**** TEXTE SOURCE

Vous pourrez vous faire votre propre opinion à propos des deux vins blanc sec et du rosé que produisent le domaine viticole de Chroussa :

Bien que son nom puisse évoquer une autre île des Cyclades, le Serifiotiko est un cépage presque oublié alors qu’il est toujours le cépage autochtone dominant de Syros. Parfaitement adapté aux conditions climatiques et au sol de l'île, résistant à la plupart des maladies et à la sécheresse, les très vieilles vignes franc de pied produisent des raisins à peau rouge et des vins blancs de grande qualité, à l'acidité et au corps modérés.

Les raisins Serifiotiko non greffés de l'île de Syros confèrent à ce vin des arômes distinctifs d'agrumes, une belle harmonie alcoolique et une finale sèche et rafraîchissante aux notes minérales typiques des îles cycladiques, fruit de leur proximité immédiate avec la mer Égée, une structure et une tenue captivantes. Ce sont des vins d’une belle finesse et d’une grande précision qui méritent d'être découverts.

Le Serifiotiko Blanc doit être servi entre 8°C et 10°C. Il accompagne parfaitement les Fruits de mer, les Sushis, toutes les Viandes blanches à la sauce citron, le Fromage de chèvre frais.

Le Monemvvasia biologique, un cépage blanc, cultivé sur l'île de Paros. Son nom est associé à la préparation du célèbre vin Malvasia, qui a dominé le commerce européen du vin du XIII° au XVII°.

Le Monemvasia Blanc doit être servi entre 8°C et 10°C. Il se marie idéalement avec les Moules et huîtres, le Risotto aux fruits de mer, tous les Poissons blancs, les Salades et légumes crus. L’expression complexe et raffinée de ce cépage et ses arômes fruités luxuriants et sa fraîcheur saisissante, sont une merveilleuse expression de ce cépage cycladique rare.

********
**** DONNÉES FOURNIES

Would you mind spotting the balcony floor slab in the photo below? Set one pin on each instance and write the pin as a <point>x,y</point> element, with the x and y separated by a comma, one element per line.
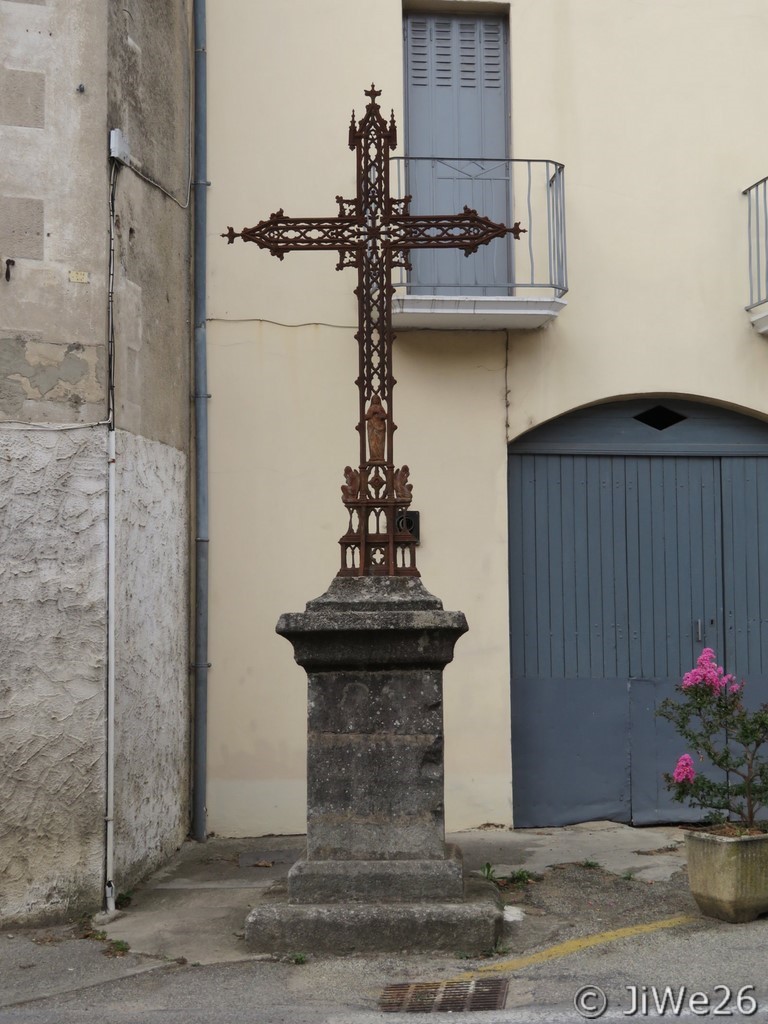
<point>461,312</point>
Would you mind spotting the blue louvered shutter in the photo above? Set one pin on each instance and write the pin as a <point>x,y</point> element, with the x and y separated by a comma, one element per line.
<point>457,116</point>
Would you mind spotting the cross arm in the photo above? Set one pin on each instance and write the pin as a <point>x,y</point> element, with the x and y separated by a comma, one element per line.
<point>281,235</point>
<point>466,230</point>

********

**CONSIGNE**
Rédigez la suite du texte sur les vins du domaine de Chroussa, à partir de sa dernière phrase.

**RÉPONSE**
Enfin les raisins servant à produire le Fokiano Rosé sont cultivés à Naxos, puis transportés à Syros pour les vinifier dans le domaine. Je rappelle que selon la sommelière américaine spécialisée en vins et spiritueux Elin McCoy, qui a dégusté plus de 150 rosés de 45 pays différents en 2024, celui-ci se classe 9e parmi les 10 meilleurs rosés.

Le Fokiano Rosé doit être servi entre 10°C et 12°C. Il accompagne parfaitement les Gambas grillées, un Lapin au thym, des Lasagnes de légumes. Voilà un rosé charmant au nez intense de fruits d'été frais, avec une bouche douce et mûre, et une finale délicate et unique. Tout un programme quand on sait que Ousyra signifie joie en grec ancien.
Edward et Eileen ont réalisé le rêve d'une vie à la campagne en quittant Londres pour Syros et en créant leur vignoble. Leur objectif est de continuer à conjuguer amour du métier, cépages inhabituels à nos palais, harmonie olfactive hors pair et bien entendu de maintenir la qualité de ses produits malgré des températures élevées qui persistent sur une longue période. Les vendanges ont commencé un mois plus tôt en 2024, ce qui est insensé. C'est une situation très préoccupante, mais nous devons nous y adapter admet le vigneron.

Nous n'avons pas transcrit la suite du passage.